Give only the lines from the one containing "Please put a point on each instance of the smile" through the end of the material below, exactly as written.

--- begin Task input ---

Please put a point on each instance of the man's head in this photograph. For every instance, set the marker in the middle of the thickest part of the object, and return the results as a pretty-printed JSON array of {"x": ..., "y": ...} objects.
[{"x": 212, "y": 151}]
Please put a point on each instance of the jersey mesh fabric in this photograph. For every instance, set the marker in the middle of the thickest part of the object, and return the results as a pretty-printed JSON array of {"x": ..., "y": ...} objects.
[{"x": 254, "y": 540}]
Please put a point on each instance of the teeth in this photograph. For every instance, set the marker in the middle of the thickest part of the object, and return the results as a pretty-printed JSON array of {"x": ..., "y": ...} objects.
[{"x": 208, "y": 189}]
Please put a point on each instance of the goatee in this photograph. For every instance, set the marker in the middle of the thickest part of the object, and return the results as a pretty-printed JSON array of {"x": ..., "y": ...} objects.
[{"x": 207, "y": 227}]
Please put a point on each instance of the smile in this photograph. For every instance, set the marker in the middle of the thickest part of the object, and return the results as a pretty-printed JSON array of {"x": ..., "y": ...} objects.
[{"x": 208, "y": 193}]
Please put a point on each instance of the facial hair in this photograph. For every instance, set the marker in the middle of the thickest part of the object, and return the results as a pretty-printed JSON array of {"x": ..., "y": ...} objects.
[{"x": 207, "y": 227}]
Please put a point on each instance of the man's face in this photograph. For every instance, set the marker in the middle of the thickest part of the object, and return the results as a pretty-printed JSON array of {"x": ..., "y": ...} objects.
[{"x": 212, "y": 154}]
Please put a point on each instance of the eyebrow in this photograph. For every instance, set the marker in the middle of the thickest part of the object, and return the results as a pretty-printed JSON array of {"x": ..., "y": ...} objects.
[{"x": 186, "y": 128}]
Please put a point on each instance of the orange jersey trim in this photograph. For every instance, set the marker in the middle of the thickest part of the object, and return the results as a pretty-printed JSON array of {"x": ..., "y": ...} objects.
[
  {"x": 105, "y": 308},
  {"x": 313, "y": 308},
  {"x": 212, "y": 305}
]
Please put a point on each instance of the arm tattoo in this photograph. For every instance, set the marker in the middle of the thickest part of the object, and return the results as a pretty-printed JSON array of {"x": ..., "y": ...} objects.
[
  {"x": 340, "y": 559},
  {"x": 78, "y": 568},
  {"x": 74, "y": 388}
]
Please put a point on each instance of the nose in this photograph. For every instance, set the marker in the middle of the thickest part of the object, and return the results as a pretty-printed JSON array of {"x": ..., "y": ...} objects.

--- end Task input ---

### Expected answer
Please put a point on each instance of the smile in this photograph. For every instance, set the marker in the middle of the thickest part of the object, and return the results as a pretty-printed JSON array of {"x": ..., "y": ...} objects.
[{"x": 208, "y": 193}]
Please put a point on each instance of the facial hair in this photograph. For every instance, set the marker in the middle of the thickest part of the object, and return the results as a pretty-printed JSON array of {"x": ..., "y": ...} objects.
[{"x": 207, "y": 227}]
Please put a point on each instance of the man's face in this photograph. For every instance, set the marker in the middle of the thickest part of the object, and return the results as a pretty-printed JSON array of {"x": ..., "y": ...} objects.
[{"x": 212, "y": 154}]
Please put a point on each instance of the eyebrow in this photograph. For every instance, set the marker in the middle of the thickest part of the object, and return the results as a pretty-printed JSON array of {"x": ..., "y": ...} objects.
[{"x": 186, "y": 128}]
Please put a point on each instance of the orange jersey trim in this photograph. For every instance, set the marker in the middle of the thickest part of the object, and return the results as a pretty-printed JSON array of {"x": ..., "y": ...} objects.
[
  {"x": 105, "y": 308},
  {"x": 313, "y": 308},
  {"x": 212, "y": 305}
]
Please put a point on each instance of the arm tattoo in this photograph. For every instance, set the marker in the middle of the thickest part of the object, and return the results as a pretty-printed JSON array of {"x": ..., "y": ...} objects.
[
  {"x": 340, "y": 559},
  {"x": 78, "y": 568},
  {"x": 74, "y": 388}
]
Please put a point on each instance of the nose in this photograph. For every instance, set the marker in the middle of the thickest part of the object, and return the results as a pretty-printed JSON array of {"x": ..., "y": ...} objects.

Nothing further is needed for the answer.